→ MATERIAL FOR THE TASK:
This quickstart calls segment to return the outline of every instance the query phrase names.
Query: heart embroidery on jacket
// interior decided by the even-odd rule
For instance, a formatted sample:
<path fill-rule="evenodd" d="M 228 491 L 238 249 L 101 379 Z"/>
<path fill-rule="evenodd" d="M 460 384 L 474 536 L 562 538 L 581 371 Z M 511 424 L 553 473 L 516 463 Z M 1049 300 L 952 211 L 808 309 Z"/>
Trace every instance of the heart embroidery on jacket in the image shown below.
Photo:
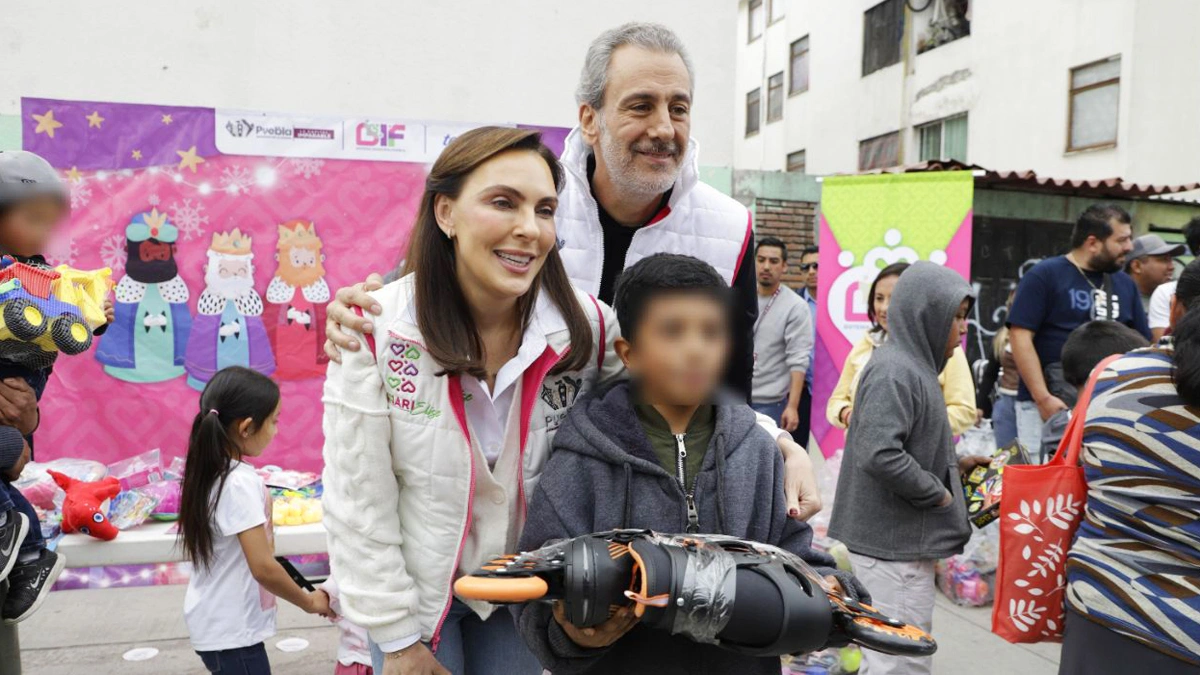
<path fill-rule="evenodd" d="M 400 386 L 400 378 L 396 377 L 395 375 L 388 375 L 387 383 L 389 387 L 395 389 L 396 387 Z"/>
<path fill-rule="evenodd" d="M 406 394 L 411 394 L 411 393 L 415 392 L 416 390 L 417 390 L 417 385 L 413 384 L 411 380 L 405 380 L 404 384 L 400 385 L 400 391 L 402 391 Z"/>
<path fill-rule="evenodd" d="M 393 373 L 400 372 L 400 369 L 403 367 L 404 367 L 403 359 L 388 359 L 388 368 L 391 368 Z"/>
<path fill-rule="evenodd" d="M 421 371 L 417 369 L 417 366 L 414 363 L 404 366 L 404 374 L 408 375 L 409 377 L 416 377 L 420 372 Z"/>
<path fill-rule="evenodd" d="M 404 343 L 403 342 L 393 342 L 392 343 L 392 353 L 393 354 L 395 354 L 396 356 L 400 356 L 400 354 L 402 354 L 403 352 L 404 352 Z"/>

---

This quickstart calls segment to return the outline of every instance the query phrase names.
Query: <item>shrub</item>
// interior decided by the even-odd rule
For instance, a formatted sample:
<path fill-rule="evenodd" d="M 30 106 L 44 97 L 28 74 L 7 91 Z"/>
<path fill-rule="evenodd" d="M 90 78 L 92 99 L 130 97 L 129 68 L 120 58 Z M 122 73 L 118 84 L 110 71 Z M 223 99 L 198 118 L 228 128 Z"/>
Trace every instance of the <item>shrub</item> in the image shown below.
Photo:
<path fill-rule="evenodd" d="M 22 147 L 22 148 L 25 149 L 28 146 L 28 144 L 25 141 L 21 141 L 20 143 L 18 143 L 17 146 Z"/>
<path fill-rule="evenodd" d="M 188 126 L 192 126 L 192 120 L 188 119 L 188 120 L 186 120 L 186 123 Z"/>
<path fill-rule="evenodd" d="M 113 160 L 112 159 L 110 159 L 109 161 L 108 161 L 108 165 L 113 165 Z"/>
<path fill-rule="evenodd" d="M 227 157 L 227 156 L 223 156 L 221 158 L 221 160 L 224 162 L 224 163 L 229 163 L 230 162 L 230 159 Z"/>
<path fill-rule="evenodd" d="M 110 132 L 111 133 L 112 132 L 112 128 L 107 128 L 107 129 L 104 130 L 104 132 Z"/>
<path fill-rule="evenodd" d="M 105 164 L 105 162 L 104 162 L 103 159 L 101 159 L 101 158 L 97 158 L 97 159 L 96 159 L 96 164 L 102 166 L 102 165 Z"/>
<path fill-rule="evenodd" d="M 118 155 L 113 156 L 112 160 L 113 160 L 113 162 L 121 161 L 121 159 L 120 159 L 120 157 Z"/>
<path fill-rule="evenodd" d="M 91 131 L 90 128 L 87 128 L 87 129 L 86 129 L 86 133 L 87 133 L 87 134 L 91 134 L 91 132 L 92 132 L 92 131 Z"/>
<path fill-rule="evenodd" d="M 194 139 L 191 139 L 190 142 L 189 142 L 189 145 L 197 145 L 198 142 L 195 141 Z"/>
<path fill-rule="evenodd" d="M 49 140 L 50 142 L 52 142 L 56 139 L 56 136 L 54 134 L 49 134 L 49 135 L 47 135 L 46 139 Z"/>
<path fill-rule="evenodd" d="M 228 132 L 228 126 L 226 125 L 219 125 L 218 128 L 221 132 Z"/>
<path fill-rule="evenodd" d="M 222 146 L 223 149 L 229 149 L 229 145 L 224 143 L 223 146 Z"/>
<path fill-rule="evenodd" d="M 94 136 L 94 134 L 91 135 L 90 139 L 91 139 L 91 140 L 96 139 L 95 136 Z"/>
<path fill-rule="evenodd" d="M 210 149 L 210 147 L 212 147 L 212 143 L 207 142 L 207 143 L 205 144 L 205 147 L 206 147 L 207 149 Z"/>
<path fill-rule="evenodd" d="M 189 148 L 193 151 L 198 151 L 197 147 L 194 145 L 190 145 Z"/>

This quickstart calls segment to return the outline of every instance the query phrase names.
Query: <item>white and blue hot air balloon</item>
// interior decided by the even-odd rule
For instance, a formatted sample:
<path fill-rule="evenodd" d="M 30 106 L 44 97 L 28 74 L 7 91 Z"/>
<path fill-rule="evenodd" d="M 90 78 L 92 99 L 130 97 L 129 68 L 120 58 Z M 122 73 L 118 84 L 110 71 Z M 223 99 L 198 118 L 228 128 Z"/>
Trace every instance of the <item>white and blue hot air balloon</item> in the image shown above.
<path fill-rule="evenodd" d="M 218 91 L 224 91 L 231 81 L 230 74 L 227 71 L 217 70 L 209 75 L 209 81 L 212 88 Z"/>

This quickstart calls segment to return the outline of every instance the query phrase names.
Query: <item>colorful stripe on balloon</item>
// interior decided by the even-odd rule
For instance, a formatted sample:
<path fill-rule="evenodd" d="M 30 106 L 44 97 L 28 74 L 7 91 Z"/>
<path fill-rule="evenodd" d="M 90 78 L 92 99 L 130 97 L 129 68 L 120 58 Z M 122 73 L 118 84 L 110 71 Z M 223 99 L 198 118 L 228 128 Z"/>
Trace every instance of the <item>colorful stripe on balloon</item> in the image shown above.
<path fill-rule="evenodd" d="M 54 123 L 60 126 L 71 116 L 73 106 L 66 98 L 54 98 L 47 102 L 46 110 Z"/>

→ WORK INSTRUCTIONS:
Using the material above, filter for lines holding "below" and copy each one.

→ RESPONSE BOX:
Trace every instance of the heart embroidery on jacket in the image shown below.
Trace every instance of the <item>shrub</item> in the image shown below.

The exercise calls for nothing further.